Problem to work on:
All the entries that follow are to be returned exactly.

Provided data:
------------------------------------
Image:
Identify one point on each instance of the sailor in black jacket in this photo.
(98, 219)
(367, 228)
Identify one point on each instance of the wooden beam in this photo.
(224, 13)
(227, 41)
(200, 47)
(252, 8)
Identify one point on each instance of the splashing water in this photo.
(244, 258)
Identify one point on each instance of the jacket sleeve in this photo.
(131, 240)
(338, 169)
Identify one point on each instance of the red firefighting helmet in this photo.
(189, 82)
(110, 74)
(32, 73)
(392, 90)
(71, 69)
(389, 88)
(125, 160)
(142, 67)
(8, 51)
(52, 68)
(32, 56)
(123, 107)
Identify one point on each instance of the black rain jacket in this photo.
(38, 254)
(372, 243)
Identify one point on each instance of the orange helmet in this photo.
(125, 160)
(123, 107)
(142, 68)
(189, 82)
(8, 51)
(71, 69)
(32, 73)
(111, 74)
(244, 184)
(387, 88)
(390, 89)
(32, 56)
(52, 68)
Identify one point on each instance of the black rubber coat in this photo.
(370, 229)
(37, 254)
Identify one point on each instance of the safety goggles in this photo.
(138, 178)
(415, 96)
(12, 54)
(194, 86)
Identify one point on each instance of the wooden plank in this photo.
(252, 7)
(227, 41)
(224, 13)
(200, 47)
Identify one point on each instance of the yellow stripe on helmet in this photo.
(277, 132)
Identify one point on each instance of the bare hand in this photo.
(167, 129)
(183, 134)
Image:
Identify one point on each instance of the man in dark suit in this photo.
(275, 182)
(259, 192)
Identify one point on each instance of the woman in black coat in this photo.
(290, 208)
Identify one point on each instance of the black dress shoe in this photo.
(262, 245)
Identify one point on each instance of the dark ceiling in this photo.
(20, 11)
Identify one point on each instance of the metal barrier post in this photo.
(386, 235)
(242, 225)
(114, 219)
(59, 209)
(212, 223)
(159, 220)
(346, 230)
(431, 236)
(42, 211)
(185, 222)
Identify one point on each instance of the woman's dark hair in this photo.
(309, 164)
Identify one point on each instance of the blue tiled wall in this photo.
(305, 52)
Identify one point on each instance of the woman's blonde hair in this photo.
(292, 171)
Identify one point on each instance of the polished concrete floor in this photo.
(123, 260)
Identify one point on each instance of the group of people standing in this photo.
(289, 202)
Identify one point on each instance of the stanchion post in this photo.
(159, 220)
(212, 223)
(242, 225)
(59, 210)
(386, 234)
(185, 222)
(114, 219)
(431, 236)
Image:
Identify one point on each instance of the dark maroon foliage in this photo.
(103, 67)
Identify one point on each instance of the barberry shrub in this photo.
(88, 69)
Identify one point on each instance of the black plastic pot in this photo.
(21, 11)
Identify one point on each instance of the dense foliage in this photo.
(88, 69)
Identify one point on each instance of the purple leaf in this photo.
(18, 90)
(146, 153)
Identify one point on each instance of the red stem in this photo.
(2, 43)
------------------------------------
Expected output:
Image:
Identify one point on each instance of the sailor in black jacket in this photo.
(98, 219)
(367, 228)
Identify one point on each instance of the wooden beam in this photo.
(224, 13)
(227, 41)
(200, 47)
(252, 8)
Identify one point on each instance of the splashing water in this photo.
(244, 258)
Identify one point on each instance of the jacket sleeve in this photo.
(131, 240)
(338, 169)
Identify one point on each instance of the red firefighting helmet in this photo.
(189, 82)
(110, 74)
(32, 73)
(392, 90)
(71, 69)
(389, 88)
(125, 160)
(142, 67)
(8, 51)
(52, 68)
(32, 56)
(123, 107)
Identify one point on each instance of the black rain jacket in this photo.
(38, 254)
(372, 243)
Identify one point on each instance of the orange helmet in this photo.
(125, 160)
(123, 107)
(142, 68)
(189, 82)
(8, 51)
(71, 69)
(32, 73)
(111, 74)
(244, 184)
(387, 88)
(390, 89)
(32, 56)
(52, 68)
Identify one point on each instance of the black rubber coat in this photo.
(370, 229)
(37, 254)
Identify one point on each instance of the safety goggles in this photo.
(138, 178)
(415, 96)
(12, 54)
(194, 86)
Identify one point on each instance of the wooden plank in this photo.
(252, 7)
(227, 41)
(224, 13)
(200, 47)
Identify one point on each instance of the yellow stripe on helmet in this photo.
(277, 132)
Identify one point on each instance of the bare hand in this photo.
(167, 129)
(183, 134)
Image:
Identify one point on each instance of the man in dark suit in this photo.
(275, 182)
(259, 192)
Identify one point on each instance of the woman in black coat in this photo.
(290, 208)
Identify one point on each instance of the black dress shoe in this photo.
(262, 245)
Identify one point on each instance of the dark ceiling in this photo.
(20, 11)
Identify one point on each instance of the metal barrier post in this photo.
(386, 235)
(242, 225)
(114, 219)
(59, 209)
(212, 223)
(159, 220)
(346, 230)
(431, 236)
(42, 211)
(185, 222)
Identify one point on each instance of the woman's dark hair in this photo.
(309, 164)
Identify one point on each instance of the blue tiled wall in this photo.
(305, 52)
Identify one point on each instance of the woman's blonde hair in this photo.
(292, 171)
Identify one point on each instance of the polished concrete floor in this photo.
(123, 260)
Identify one point on each instance of the group of people standing in this photo.
(289, 202)
Identify one point on each instance of the stanchion post in this photo.
(159, 220)
(212, 223)
(242, 225)
(59, 210)
(386, 234)
(185, 222)
(114, 219)
(431, 236)
Image:
Identify one point on each instance of the dark maroon foliage in this photo.
(103, 67)
Identify one point on each instance of the barberry shrub in this photo.
(88, 69)
Identify one point on each instance of the black plastic pot in this photo.
(21, 11)
Identify one point on each instance of the dense foliage in this photo.
(88, 69)
Identify one point on each instance of the purple leaf in this photo.
(18, 90)
(146, 153)
Identify one point on each instance of the red stem in this photo.
(2, 43)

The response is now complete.